EXERCISE AIM: Your task is to restate word for word the line containing "Expected: for each instance of the blurred" and each line that follows it in the listing, and only those.

── DATASET RECORDS ──

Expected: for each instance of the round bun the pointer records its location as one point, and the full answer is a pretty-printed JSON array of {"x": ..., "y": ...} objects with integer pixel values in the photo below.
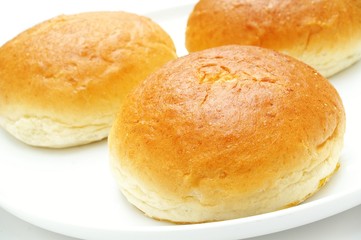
[
  {"x": 324, "y": 34},
  {"x": 62, "y": 81},
  {"x": 225, "y": 133}
]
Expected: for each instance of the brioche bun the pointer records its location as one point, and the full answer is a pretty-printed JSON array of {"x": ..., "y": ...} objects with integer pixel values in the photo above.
[
  {"x": 225, "y": 133},
  {"x": 62, "y": 81},
  {"x": 324, "y": 34}
]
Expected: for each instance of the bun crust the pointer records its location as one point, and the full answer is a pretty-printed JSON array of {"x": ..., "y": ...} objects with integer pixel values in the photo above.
[
  {"x": 324, "y": 34},
  {"x": 225, "y": 133},
  {"x": 62, "y": 81}
]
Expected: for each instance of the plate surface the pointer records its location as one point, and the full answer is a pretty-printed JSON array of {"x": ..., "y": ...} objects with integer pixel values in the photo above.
[{"x": 72, "y": 191}]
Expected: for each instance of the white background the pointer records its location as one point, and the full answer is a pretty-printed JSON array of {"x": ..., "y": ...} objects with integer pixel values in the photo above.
[{"x": 346, "y": 225}]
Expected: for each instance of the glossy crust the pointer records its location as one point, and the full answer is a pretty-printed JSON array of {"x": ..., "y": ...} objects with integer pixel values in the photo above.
[
  {"x": 226, "y": 133},
  {"x": 324, "y": 34},
  {"x": 62, "y": 81}
]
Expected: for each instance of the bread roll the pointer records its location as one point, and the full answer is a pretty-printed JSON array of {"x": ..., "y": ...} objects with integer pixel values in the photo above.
[
  {"x": 225, "y": 133},
  {"x": 324, "y": 34},
  {"x": 62, "y": 81}
]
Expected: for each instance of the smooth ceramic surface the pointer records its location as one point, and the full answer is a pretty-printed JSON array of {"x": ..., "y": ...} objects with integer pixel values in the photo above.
[{"x": 72, "y": 191}]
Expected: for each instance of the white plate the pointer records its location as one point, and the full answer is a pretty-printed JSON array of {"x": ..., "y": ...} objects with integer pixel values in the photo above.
[{"x": 72, "y": 191}]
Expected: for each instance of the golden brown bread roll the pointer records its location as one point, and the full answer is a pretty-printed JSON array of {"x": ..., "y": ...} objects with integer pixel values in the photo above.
[
  {"x": 324, "y": 34},
  {"x": 62, "y": 81},
  {"x": 226, "y": 133}
]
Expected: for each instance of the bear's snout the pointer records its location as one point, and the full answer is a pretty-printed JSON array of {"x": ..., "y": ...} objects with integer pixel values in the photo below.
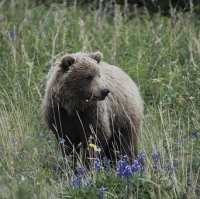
[{"x": 104, "y": 93}]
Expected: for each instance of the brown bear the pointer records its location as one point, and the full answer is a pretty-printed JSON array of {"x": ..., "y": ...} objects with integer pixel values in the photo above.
[{"x": 86, "y": 98}]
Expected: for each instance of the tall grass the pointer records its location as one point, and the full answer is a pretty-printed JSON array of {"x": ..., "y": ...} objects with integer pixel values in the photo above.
[{"x": 161, "y": 54}]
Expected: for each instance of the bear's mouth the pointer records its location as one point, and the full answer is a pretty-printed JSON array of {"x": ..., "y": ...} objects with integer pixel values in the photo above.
[{"x": 95, "y": 98}]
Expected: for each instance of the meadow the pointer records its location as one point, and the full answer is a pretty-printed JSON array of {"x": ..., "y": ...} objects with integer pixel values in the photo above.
[{"x": 162, "y": 54}]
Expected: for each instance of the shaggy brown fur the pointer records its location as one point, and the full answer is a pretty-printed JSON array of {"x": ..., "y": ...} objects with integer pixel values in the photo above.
[{"x": 86, "y": 97}]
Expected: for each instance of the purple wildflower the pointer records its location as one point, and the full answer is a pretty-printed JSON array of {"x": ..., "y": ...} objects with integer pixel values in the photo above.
[
  {"x": 62, "y": 141},
  {"x": 102, "y": 191},
  {"x": 97, "y": 165},
  {"x": 106, "y": 163},
  {"x": 141, "y": 158},
  {"x": 155, "y": 157},
  {"x": 76, "y": 182},
  {"x": 127, "y": 171},
  {"x": 121, "y": 164},
  {"x": 80, "y": 171},
  {"x": 136, "y": 166},
  {"x": 194, "y": 135},
  {"x": 12, "y": 34}
]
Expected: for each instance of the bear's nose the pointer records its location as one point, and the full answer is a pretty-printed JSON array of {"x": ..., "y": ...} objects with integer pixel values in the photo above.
[{"x": 105, "y": 92}]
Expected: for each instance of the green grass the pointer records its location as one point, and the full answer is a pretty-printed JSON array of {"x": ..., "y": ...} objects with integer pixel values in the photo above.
[{"x": 161, "y": 54}]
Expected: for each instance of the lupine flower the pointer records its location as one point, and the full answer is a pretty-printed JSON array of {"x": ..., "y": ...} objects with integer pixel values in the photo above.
[
  {"x": 97, "y": 165},
  {"x": 170, "y": 168},
  {"x": 62, "y": 141},
  {"x": 76, "y": 182},
  {"x": 127, "y": 171},
  {"x": 194, "y": 135},
  {"x": 155, "y": 157},
  {"x": 141, "y": 157},
  {"x": 12, "y": 34},
  {"x": 80, "y": 171},
  {"x": 106, "y": 163},
  {"x": 121, "y": 164},
  {"x": 136, "y": 166},
  {"x": 102, "y": 191}
]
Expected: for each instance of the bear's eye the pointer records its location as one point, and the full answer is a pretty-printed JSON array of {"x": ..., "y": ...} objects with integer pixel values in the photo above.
[{"x": 89, "y": 77}]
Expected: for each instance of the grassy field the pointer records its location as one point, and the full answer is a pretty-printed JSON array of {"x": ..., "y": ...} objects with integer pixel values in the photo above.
[{"x": 162, "y": 54}]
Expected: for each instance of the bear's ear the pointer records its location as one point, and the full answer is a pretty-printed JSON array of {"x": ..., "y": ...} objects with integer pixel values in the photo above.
[
  {"x": 96, "y": 56},
  {"x": 66, "y": 62}
]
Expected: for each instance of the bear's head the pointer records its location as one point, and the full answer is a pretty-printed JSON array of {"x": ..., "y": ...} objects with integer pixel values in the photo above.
[{"x": 80, "y": 78}]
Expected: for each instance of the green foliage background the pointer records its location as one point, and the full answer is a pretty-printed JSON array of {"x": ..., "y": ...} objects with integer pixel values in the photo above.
[{"x": 162, "y": 54}]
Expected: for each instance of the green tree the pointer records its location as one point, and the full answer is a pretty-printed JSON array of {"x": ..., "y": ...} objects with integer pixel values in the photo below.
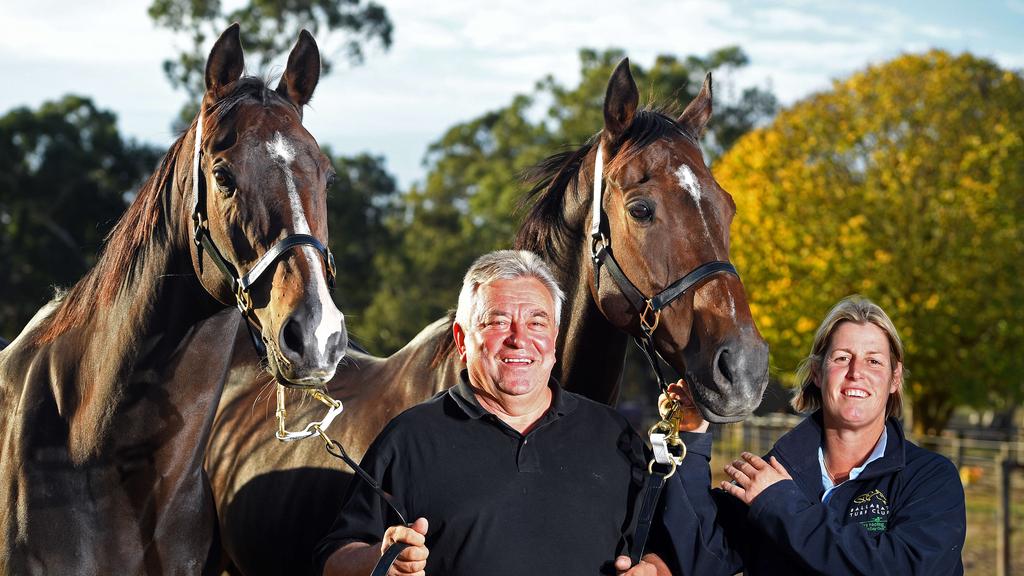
[
  {"x": 468, "y": 204},
  {"x": 268, "y": 30},
  {"x": 903, "y": 183},
  {"x": 361, "y": 201},
  {"x": 65, "y": 176}
]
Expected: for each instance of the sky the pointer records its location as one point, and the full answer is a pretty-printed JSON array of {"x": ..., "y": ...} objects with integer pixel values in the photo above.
[{"x": 454, "y": 59}]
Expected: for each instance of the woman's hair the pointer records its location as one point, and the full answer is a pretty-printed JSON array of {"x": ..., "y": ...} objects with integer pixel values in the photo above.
[{"x": 861, "y": 311}]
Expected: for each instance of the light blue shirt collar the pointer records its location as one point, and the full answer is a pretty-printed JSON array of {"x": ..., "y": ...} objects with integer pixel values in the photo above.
[{"x": 878, "y": 452}]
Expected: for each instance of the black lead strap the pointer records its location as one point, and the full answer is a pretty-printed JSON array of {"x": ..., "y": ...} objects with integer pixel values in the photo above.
[
  {"x": 665, "y": 435},
  {"x": 391, "y": 553}
]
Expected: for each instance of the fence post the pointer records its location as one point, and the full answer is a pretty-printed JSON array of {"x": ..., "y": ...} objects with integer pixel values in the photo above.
[{"x": 1004, "y": 469}]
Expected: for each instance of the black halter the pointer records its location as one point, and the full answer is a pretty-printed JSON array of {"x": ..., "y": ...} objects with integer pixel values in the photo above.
[
  {"x": 648, "y": 309},
  {"x": 242, "y": 282}
]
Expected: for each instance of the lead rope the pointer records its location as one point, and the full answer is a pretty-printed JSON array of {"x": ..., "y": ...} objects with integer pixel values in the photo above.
[
  {"x": 338, "y": 451},
  {"x": 669, "y": 449}
]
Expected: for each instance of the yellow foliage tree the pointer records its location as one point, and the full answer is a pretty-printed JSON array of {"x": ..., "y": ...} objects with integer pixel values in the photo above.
[{"x": 904, "y": 183}]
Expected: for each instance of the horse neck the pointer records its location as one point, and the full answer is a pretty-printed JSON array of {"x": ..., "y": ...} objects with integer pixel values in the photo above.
[
  {"x": 127, "y": 342},
  {"x": 592, "y": 351}
]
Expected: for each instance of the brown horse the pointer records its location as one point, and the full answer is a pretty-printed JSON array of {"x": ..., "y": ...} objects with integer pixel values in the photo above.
[
  {"x": 664, "y": 214},
  {"x": 110, "y": 393}
]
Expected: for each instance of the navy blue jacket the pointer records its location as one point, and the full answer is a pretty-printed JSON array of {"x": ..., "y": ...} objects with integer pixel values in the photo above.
[{"x": 903, "y": 515}]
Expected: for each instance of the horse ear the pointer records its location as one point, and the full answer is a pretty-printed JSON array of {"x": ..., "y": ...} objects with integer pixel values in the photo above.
[
  {"x": 302, "y": 72},
  {"x": 621, "y": 100},
  {"x": 697, "y": 113},
  {"x": 225, "y": 63}
]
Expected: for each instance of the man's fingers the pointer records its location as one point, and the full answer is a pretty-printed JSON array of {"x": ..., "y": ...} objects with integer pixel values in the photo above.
[
  {"x": 403, "y": 534},
  {"x": 733, "y": 489},
  {"x": 736, "y": 474},
  {"x": 779, "y": 468},
  {"x": 402, "y": 566},
  {"x": 755, "y": 460}
]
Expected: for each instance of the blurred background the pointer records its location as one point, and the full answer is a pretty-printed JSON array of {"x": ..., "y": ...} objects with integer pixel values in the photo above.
[{"x": 875, "y": 148}]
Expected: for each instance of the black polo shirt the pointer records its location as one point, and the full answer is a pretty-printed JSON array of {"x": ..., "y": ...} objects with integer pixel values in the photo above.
[{"x": 556, "y": 500}]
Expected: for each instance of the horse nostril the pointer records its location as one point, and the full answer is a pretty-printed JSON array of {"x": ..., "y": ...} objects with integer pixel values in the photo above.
[
  {"x": 292, "y": 335},
  {"x": 724, "y": 365}
]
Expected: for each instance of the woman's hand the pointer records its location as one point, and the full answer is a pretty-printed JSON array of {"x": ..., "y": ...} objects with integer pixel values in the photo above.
[{"x": 752, "y": 475}]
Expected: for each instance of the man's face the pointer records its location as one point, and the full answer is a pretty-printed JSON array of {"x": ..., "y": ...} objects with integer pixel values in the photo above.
[
  {"x": 858, "y": 376},
  {"x": 510, "y": 346}
]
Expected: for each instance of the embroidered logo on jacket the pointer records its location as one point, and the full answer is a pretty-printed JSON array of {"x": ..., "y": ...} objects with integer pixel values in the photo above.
[{"x": 870, "y": 510}]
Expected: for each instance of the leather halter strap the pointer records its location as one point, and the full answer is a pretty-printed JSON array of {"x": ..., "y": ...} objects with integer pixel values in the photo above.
[
  {"x": 648, "y": 309},
  {"x": 241, "y": 283}
]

───

WRITTEN RESPONSE:
Expected: for each instance of the blurred background the pointer records its location as one point, and the full answer is a pretty-printed JSON array of {"x": ..., "y": ...} objects with integer pixel values in the photo above.
[{"x": 875, "y": 148}]
Expected: for each instance of the black polo shirt the pointer records its location as one point, and the full answer is a pretty-printed JSON array of {"x": ..., "y": ...} objects with integer pixel values in the photo above.
[{"x": 556, "y": 500}]
Expected: for each instance of the horse nostril the pointer records its location as one point, and the full answer is a pretty-printed JSON array of {"x": ..., "y": ...} objects with integer pixel values in the photo above.
[
  {"x": 292, "y": 335},
  {"x": 724, "y": 365}
]
Expected: for each instance of the woman's hand the pointer records its location as one point, and the full answer is a pretty-printed JSON array of {"x": ..., "y": ...} objects with integer pixel values in the photo above.
[{"x": 752, "y": 475}]
Expected: for each instance of the man's face the pointer records its location as one point, and the full answer is a pretty-printed JSON array of {"x": ..., "y": ...} objects with integer pixel values in the photo above.
[
  {"x": 858, "y": 376},
  {"x": 510, "y": 346}
]
Expected: for each instance of the embroidered logo on jacket the pointer records its location as one point, and the full answer is a pretty-printed JSON array of {"x": ..., "y": ...} objects with integer pixel values in the photo above.
[{"x": 870, "y": 510}]
Expected: for each instance of the leather halter strap the pointer records its location as one point, and the full answer is a pretty-printed JSON array of {"x": ..., "y": ...} objects with integer pixel values in the photo above.
[
  {"x": 648, "y": 309},
  {"x": 241, "y": 283}
]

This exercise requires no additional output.